### WHAT TO PRODUCE
Please convert the entries below into a two-column CSV with the headers entry_text and answer, one row per entry. Put each entry's text and its answer in one quoted field each, with line breaks replaced by spaces.

### INPUT DATA
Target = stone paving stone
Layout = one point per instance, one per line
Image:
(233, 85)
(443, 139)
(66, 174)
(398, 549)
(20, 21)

### THE RESULT
entry_text,answer
"Target = stone paving stone Layout = one point per instance, one per line Image:","(233, 85) (443, 139) (66, 174) (398, 549) (20, 21)"